What to work on:
A – In the passage on endocrine disruptors and fertility, during which years was diethylstilbestrol prescribed to pregnant women?
B – Carry on the passage about endocrine disruptors and human fertility from its final sentence.

During the past decades, a particular attention has been given to the harmful effects of EDCs in the reproductive system as it has been reported that compounds with endocrine-disrupting mechanism of action can seriously affect human reproduction with a negative influence on human fertility [91,92,93,94]. In fact, several studies have demonstrated a considerable decrease in fertility biomarkers, notably sperm counts, in human populations that have been exposed to EDCs [95,96,97,98]. For example, bisphenol A (BPA) has been shown to affect fertility in mouse model, [99] and studies on its effects and mechanisms are continuing. Fertility has also been shown to be affected by medical prescriptions and drugs, like diethylstilbestrol (DES), a synthetic drug whose effects were only detected in the offspring 20 years after its administration to pregnant women [100]. The synthetic estrogen DES, in fact, was inappropriately prescribed to pregnant women between 1940 and 1970 to prevent miscarriage, premature labor, and complications of pregnancy, but it has been identified as the trigger of a rare vaginal clear-cell adenocarcinoma [101]. Again, some of these drugs can also alter gonad quality and reduce subsequent fertility and effectiveness of reproduction [102].
Besides the direct effect of ECDs on the endocrine system, these compounds may also exert their harmful effects by inducing epigenetic changes in the genome, particularly when they act during critical periods of the ontogeny of the organism exposed [103, 104]. In this specific case, epigenetic modifications due to EDCs (Table 3.2) are capable of inducing adult onset diseases than can also be transmitted through multiple generations by the germ line [114]. Transgenerational epigenetic inheritance has been proposed to be mediated by DNA methylation, histone modifications, and specific miRNA expression [115, 116]. In practice, prenatal exposure to EDCs may affect human fertility altering primordial germ line differentiation and development, inducing transgenerational epigenetic disorders. However, in the early stage of development of mammals, uterus and placenta represent barriers against which external factors are strongly buffered in their concentration, but despite these important forms of protection during pregnancy, in some cases, EDCs can cross placental and brain barriers, interfering with normal embryo development and organ functions [63].

Dataset excerpts:

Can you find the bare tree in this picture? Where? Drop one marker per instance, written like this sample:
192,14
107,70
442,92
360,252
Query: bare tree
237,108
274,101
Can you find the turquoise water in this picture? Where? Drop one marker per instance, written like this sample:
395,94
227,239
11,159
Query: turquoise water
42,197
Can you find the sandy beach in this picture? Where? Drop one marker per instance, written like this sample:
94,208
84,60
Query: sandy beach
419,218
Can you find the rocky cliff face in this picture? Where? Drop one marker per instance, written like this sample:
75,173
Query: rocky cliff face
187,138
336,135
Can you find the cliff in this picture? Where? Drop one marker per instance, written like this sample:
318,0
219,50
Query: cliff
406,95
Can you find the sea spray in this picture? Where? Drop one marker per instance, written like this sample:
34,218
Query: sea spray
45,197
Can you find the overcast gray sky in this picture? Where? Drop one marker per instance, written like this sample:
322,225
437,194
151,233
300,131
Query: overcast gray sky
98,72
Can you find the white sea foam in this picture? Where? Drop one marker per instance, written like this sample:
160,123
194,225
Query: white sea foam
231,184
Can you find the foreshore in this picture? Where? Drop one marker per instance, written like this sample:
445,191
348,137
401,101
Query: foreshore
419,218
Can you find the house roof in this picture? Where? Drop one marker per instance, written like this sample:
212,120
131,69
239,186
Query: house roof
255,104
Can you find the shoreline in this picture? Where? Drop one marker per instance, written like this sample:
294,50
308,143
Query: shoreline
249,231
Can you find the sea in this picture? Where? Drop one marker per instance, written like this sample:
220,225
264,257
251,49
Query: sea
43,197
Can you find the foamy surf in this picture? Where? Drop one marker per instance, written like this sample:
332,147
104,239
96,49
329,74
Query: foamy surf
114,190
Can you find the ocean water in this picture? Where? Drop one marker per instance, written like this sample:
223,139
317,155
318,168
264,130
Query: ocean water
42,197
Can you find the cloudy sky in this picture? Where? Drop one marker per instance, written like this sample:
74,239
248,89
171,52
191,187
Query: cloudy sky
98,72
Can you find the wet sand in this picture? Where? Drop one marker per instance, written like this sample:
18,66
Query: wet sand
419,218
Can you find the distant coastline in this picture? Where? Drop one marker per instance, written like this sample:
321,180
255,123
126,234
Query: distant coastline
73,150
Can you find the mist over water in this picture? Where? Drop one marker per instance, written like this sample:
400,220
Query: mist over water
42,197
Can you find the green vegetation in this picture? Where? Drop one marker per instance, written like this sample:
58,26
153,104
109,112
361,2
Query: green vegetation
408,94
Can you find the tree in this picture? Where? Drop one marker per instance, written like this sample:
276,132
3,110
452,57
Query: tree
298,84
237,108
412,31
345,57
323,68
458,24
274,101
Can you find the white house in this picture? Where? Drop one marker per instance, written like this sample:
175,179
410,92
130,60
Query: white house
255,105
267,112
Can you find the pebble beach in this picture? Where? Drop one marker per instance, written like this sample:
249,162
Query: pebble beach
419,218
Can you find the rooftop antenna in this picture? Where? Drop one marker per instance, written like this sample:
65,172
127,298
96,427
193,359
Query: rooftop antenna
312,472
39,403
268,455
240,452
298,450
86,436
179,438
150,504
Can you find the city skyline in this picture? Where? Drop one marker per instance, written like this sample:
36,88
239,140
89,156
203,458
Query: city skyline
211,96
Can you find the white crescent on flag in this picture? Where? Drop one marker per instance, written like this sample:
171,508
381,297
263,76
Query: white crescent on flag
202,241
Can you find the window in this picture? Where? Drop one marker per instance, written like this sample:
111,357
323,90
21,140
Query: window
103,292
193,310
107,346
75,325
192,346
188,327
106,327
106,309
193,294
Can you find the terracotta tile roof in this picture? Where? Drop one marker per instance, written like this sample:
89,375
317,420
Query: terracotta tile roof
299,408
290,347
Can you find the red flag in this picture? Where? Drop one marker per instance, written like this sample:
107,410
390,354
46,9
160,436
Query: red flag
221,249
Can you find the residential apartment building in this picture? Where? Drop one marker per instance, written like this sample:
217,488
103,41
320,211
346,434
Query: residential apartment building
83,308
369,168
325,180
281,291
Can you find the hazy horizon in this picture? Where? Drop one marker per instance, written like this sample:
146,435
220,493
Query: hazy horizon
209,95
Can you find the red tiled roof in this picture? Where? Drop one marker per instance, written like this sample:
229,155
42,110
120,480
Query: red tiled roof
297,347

Answers to the exercise:
A – Between 1940 and 1970.

B –
EDCs can reach the fetus through two principal ways: The first is via oviductal and uterine endometrial secretions [117] that together contribute to constitute the environment within the uterus where the embryogenesis happens. However, maternal secretion of epithelial uterine steroids can be altered by endocrine disruptors acting on embryos even before its implantation, resulting in aberrant methylation in this latter [103]. The alteration of fetal methylation patterns, following the changes in preimplantation intrauterine environment, affects nonimprinted and imprinted genes too, as detected by Wu et al. [118]. The second way used by EDCs to reach the embryo is crossing placenta [119]. This possibility was reported after transplacental exposure to endocrine disruptors like 17α-ethinyl estradiol, bisphenol A, and genistein during the gestation days 11–20 in rat, which was associated with changes in several genes’ expression.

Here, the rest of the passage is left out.